Exercices proposés:
1. Résumez en deux phrases le texte sur le film Nez Rouge.
2. Poursuivez le texte sur le film Nez Rouge après sa dernière phrase.

━━ Extrait retenu

Vous allez bientôt, si ce n’est déjà fait, vous précipiter sur la "comédie romantique" Nez Rouge, de Érick Canuel, avec Michèle Barbara Pelletier, Patrick Huard et Pierre Lebeau. Oui, pourquoi pas?, vous avez bien le droit d’avoir des goûts (ou des curiosités) en accord avec l’air du temps. Vous avez surtout le droit de vous précipiter en salle quand le réalisateur du film La Loi du cochon (c’est aussi Érick Canuel qui l’avait réalisé) s’offre une autre pellicule.

Je vous le dis d’emblée: que j’ai donc hâte d’avoir vos commentaires!

La diversité et l’exception culturelles m’ont toujours semblé d’assez flous concepts, aux contours mal définis, plus ou moins nécessaires. Ce n’est pas parce que The Strokes ou les White Stripes font du rock intéressant qu’une nation limitrophe des States ne peut produire et apprécier les musiques de Yann Perreau ou d’Ariane Moffatt. Il n’en tient qu’à ses artistes de saisir le pouls de cette nation et de le faire accélérer. L’art est sociologique.

Bref, tout ça pour dire que, jusqu’à ce que je vois Nez Rouge, je ne percevais pas réellement de dangereuse tendance lourde à l’américanisation de notre culture. Des emprunts, oui, mais nous vivons bien sur le même continent. De sains emprunts, "enrichissants" comme on dit.

━━━━
━━ Extraits de données

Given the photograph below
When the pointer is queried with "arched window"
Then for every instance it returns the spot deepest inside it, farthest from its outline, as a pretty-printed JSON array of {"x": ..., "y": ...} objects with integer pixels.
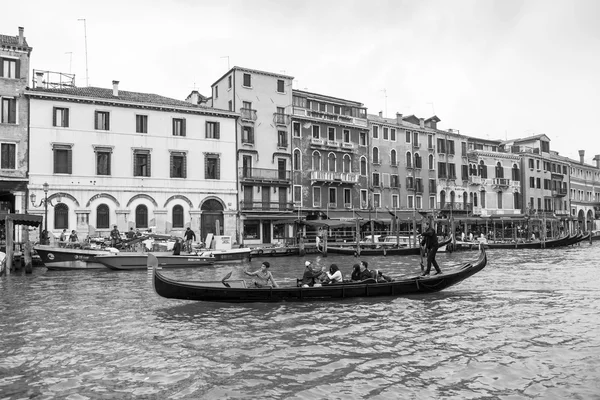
[
  {"x": 61, "y": 216},
  {"x": 516, "y": 174},
  {"x": 499, "y": 170},
  {"x": 178, "y": 216},
  {"x": 141, "y": 216},
  {"x": 331, "y": 162},
  {"x": 102, "y": 217},
  {"x": 418, "y": 163},
  {"x": 297, "y": 160},
  {"x": 363, "y": 166},
  {"x": 316, "y": 161},
  {"x": 347, "y": 163}
]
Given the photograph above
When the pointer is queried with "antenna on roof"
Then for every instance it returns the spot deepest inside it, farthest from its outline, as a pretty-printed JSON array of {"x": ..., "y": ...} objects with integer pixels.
[
  {"x": 227, "y": 57},
  {"x": 87, "y": 80}
]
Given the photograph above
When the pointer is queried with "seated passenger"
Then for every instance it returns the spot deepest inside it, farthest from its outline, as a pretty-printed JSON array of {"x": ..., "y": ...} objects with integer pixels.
[
  {"x": 308, "y": 279},
  {"x": 334, "y": 275},
  {"x": 355, "y": 272}
]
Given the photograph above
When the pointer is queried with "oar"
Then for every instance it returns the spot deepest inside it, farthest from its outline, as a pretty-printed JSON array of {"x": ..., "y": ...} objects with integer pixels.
[
  {"x": 152, "y": 261},
  {"x": 225, "y": 278}
]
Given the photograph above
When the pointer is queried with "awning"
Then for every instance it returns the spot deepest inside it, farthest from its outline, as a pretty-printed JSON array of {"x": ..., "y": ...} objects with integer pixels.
[{"x": 25, "y": 219}]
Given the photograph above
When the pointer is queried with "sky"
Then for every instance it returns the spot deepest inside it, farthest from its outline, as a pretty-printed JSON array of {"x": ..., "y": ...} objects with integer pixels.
[{"x": 491, "y": 69}]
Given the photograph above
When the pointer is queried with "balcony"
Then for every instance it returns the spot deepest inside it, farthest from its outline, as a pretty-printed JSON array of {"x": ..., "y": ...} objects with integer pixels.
[
  {"x": 455, "y": 206},
  {"x": 559, "y": 192},
  {"x": 264, "y": 175},
  {"x": 317, "y": 141},
  {"x": 266, "y": 206},
  {"x": 281, "y": 119},
  {"x": 248, "y": 114},
  {"x": 336, "y": 177},
  {"x": 501, "y": 182}
]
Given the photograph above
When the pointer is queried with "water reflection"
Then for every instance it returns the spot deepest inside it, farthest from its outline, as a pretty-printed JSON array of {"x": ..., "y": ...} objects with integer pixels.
[{"x": 526, "y": 326}]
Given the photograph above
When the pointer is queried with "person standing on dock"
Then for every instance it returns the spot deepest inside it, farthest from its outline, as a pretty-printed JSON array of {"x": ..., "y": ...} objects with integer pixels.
[{"x": 430, "y": 242}]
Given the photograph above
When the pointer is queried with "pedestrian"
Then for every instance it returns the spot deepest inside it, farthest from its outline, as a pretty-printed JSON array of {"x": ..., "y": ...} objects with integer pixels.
[
  {"x": 115, "y": 236},
  {"x": 430, "y": 242},
  {"x": 190, "y": 236}
]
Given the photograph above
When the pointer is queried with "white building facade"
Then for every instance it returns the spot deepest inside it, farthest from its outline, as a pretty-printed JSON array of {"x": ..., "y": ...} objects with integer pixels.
[{"x": 134, "y": 160}]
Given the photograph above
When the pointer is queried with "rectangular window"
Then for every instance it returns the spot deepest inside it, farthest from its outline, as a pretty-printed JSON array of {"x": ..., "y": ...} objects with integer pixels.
[
  {"x": 9, "y": 110},
  {"x": 60, "y": 117},
  {"x": 316, "y": 197},
  {"x": 141, "y": 163},
  {"x": 141, "y": 124},
  {"x": 8, "y": 153},
  {"x": 102, "y": 120},
  {"x": 212, "y": 130},
  {"x": 103, "y": 156},
  {"x": 178, "y": 165},
  {"x": 247, "y": 80},
  {"x": 63, "y": 159},
  {"x": 212, "y": 166},
  {"x": 178, "y": 127},
  {"x": 248, "y": 135},
  {"x": 9, "y": 68},
  {"x": 282, "y": 139}
]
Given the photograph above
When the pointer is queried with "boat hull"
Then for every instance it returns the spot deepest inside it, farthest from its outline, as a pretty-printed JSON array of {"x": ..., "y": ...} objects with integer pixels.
[
  {"x": 236, "y": 292},
  {"x": 59, "y": 258}
]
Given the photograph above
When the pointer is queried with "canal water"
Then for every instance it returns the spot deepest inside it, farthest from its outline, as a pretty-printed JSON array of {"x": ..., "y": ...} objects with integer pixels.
[{"x": 527, "y": 326}]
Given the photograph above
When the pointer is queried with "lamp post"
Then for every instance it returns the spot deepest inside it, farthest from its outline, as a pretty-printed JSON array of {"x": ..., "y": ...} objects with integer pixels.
[{"x": 43, "y": 201}]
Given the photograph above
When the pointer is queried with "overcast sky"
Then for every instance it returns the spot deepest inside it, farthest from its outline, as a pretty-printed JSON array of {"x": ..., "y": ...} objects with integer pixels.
[{"x": 491, "y": 69}]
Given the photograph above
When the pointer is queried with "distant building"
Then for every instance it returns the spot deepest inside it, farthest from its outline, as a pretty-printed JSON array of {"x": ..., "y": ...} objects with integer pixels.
[
  {"x": 14, "y": 146},
  {"x": 115, "y": 157}
]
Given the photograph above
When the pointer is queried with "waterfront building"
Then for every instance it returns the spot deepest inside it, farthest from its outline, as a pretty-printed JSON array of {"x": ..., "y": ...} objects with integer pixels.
[
  {"x": 131, "y": 159},
  {"x": 584, "y": 193},
  {"x": 263, "y": 159},
  {"x": 14, "y": 146},
  {"x": 331, "y": 163}
]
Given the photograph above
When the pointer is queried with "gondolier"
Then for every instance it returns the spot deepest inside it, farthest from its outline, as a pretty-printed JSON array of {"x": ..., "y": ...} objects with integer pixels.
[{"x": 430, "y": 242}]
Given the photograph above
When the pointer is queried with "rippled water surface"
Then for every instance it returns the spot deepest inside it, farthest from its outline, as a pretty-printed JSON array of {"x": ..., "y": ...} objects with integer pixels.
[{"x": 527, "y": 326}]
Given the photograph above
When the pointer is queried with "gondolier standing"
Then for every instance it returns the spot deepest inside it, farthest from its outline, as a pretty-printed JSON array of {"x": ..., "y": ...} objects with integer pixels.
[{"x": 430, "y": 242}]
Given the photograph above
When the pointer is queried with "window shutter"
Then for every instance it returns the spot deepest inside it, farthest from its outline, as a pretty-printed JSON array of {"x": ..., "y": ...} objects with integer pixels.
[{"x": 69, "y": 161}]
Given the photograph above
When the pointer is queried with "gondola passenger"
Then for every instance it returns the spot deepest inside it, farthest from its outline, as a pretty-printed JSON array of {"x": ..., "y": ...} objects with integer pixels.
[{"x": 263, "y": 276}]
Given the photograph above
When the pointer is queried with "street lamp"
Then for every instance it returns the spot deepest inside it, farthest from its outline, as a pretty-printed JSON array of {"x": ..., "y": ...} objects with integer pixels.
[{"x": 43, "y": 201}]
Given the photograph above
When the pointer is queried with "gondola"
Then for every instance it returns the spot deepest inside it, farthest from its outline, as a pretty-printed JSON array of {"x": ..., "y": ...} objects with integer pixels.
[
  {"x": 235, "y": 291},
  {"x": 380, "y": 251}
]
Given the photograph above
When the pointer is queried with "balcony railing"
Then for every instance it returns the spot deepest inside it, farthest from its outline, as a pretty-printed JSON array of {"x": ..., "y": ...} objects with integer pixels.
[
  {"x": 266, "y": 206},
  {"x": 263, "y": 174},
  {"x": 248, "y": 114},
  {"x": 455, "y": 206},
  {"x": 281, "y": 119},
  {"x": 329, "y": 176}
]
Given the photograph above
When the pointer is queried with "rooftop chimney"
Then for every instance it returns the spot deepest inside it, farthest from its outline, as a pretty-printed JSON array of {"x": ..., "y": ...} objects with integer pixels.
[{"x": 399, "y": 118}]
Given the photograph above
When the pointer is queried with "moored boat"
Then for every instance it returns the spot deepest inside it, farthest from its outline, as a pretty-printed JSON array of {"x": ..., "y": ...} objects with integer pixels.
[
  {"x": 235, "y": 291},
  {"x": 58, "y": 258}
]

━━━━

Réponses ordonnées:
1. Le texte évoque la comédie romantique Nez Rouge, réalisée par Érick Canuel avec Michèle Barbara Pelletier, Patrick Huard et Pierre Lebeau, et qualifie la diversité et l'exception culturelles de concepts flous aux contours mal définis. Il affirme qu'avant de voir ce film, aucune dangereuse tendance lourde à l'américanisation de la culture n'était réellement perçue, seulement de sains emprunts liés au fait de vivre sur le même continent.

2.
Et puis, Nez Rouge. Un malaise, au milieu des rires des spectateurs. Un malaise qui naît d’abord du travail des critiques… comment a-t-on pu encenser ce vague travail de copiste raté? J’entends encore l’élogieux René Homier-Roy… Est-ce le propos du film, qui a dérangé les critiques culturels (qui s’y font joyeusement bousculés… "enguirlandés", pour demeurer dans le mauvais ton festif), qui les a paralysés?

Tous les ressorts des comédies américano-britanniques sont activés dans ce film. Et ils y sont drôlement mal assimilés, pesants. A-t-on vraiment cru que remplacer le célèbre "I love you" en finale par "J’capote su’ toé" suffirait à s’approprier le concept? Et puis qu’est-ce qu’un acteur de la trempe de Lebeau est allé foutre dans cette galère?

L’on m’objectera que l’on ne cherche pas ici à faire du grand art. Je veux bien. Mais il reste que High Fidelity, sur le même ton mais parfaitement maîtrisé, est à cent lieues de Nez rouge.

Non, si vous souhaitez vraiment ce genre de comédie, tapez-vous-en une vraie. Britannique ou états-unienne.

Il faut franchement espérer que cet essai ne préfigure pas le cinéma québécois de demain. Certains légendaires cinéastes d’ici doivent trouver bien indigeste la projection… Avoir produit autant de bijoux pour que "ça" cartonne au box-office?!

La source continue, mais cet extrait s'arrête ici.